> [Data]
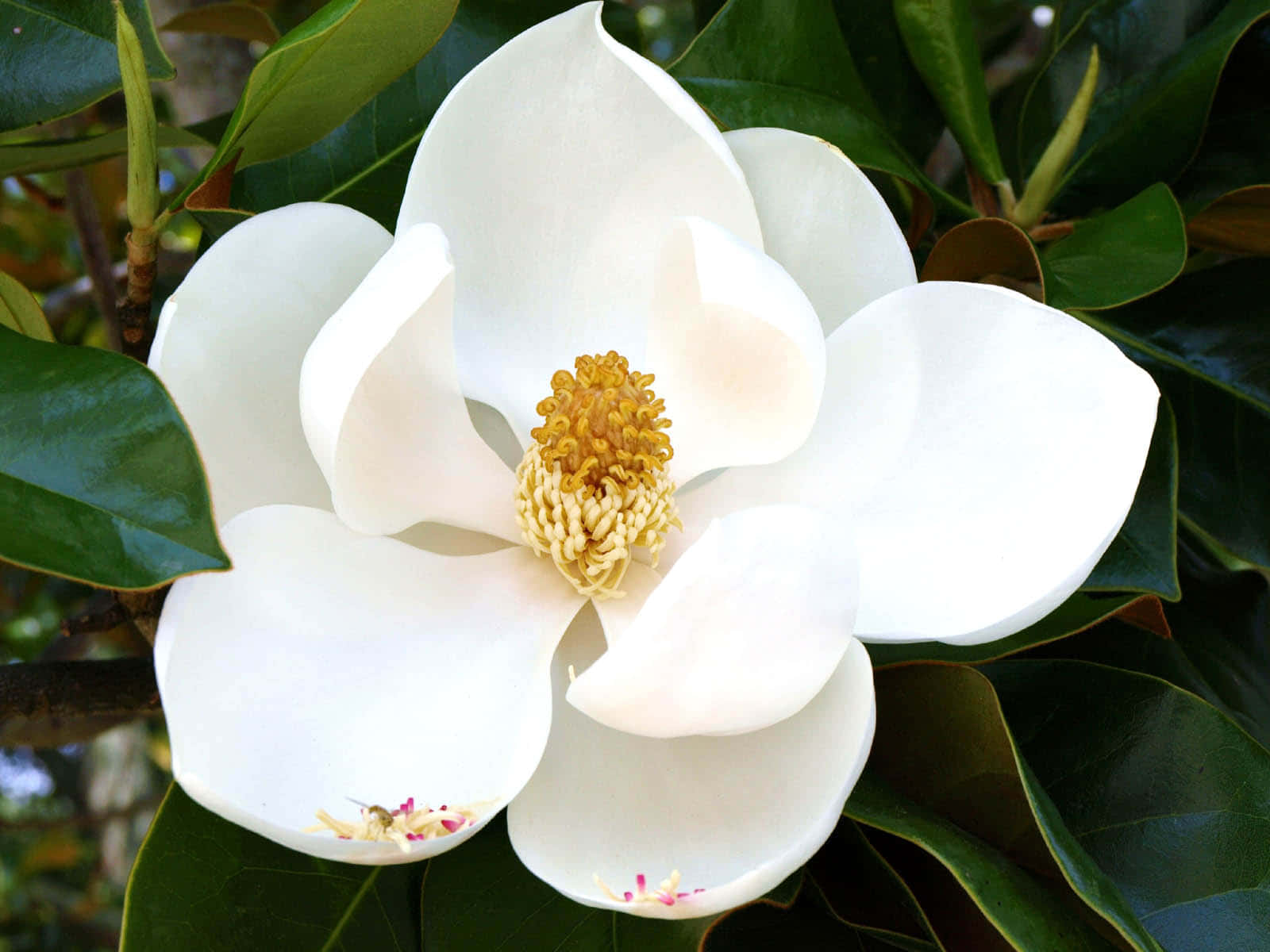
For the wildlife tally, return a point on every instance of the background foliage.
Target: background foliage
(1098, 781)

---

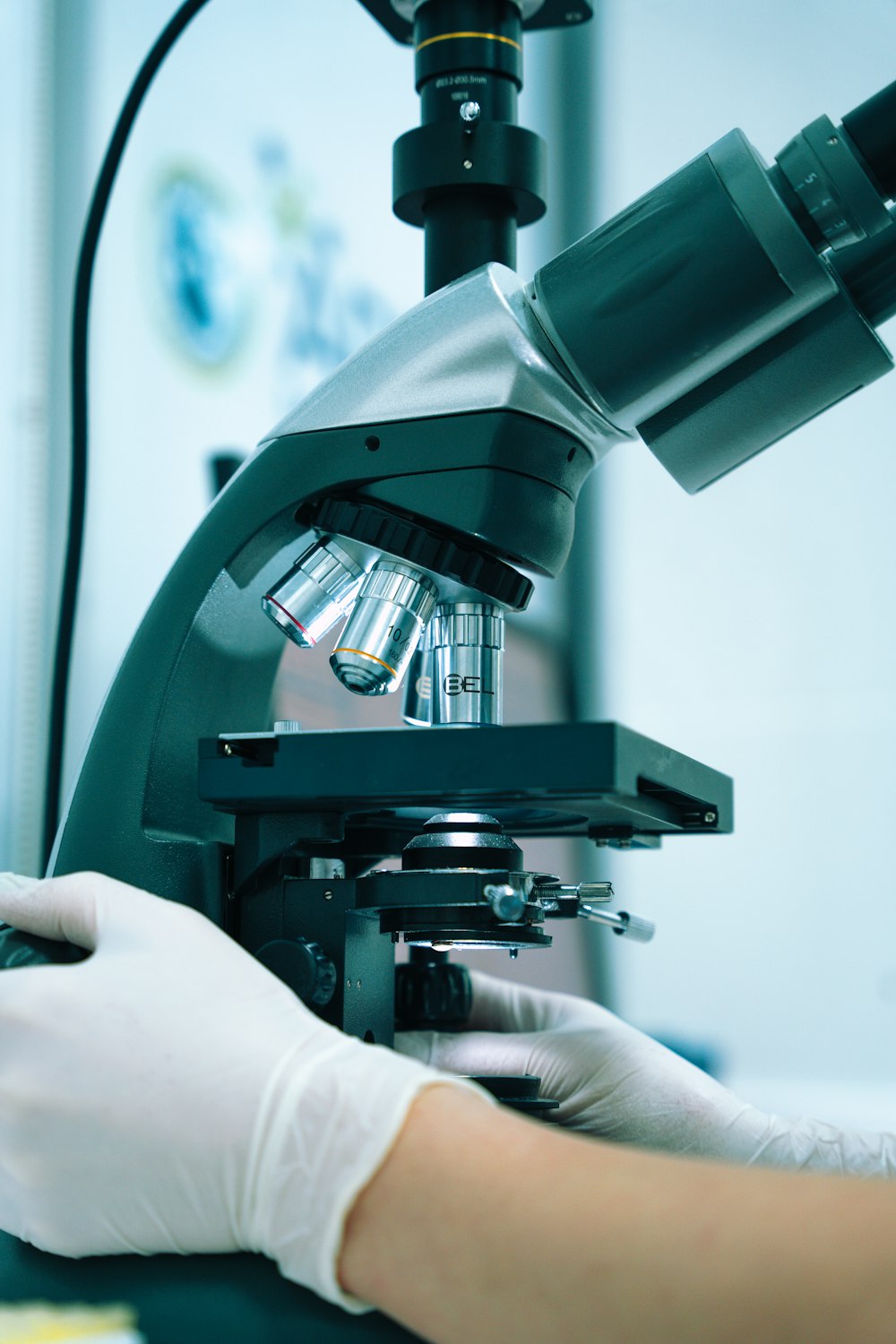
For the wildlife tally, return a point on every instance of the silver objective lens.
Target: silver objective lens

* * *

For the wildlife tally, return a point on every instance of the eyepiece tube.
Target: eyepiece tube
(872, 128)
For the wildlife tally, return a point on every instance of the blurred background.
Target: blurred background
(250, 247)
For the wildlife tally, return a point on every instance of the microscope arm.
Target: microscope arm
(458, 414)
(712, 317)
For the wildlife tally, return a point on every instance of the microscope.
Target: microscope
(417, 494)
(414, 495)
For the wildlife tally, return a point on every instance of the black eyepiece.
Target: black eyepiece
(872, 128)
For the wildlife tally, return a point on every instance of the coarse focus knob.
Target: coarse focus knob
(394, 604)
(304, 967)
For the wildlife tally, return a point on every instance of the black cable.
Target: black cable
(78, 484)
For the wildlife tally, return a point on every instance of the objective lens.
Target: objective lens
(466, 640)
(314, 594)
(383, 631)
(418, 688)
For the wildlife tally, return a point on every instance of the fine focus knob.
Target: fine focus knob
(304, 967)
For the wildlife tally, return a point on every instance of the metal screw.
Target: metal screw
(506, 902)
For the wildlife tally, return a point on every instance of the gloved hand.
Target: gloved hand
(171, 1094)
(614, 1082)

> [Requirements] Copy out the lines from the one containing "the objective lens." through the one containing "(614, 1082)", both included, keeping every character unchanged.

> [Solution to this task]
For the wildlife tally, return a point on every instance of the objective lens.
Target: objective lens
(466, 640)
(314, 594)
(383, 631)
(418, 688)
For the wildlife tally, return a point on every instance of the fine focus knob.
Target: fine focus knob
(304, 967)
For the wildlife tally, return a point on every instance of the metal screw.
Target: metal screw
(506, 902)
For the wildlife tally, return a point on every instance of the gloved hand.
Target: gloved hand
(171, 1094)
(614, 1082)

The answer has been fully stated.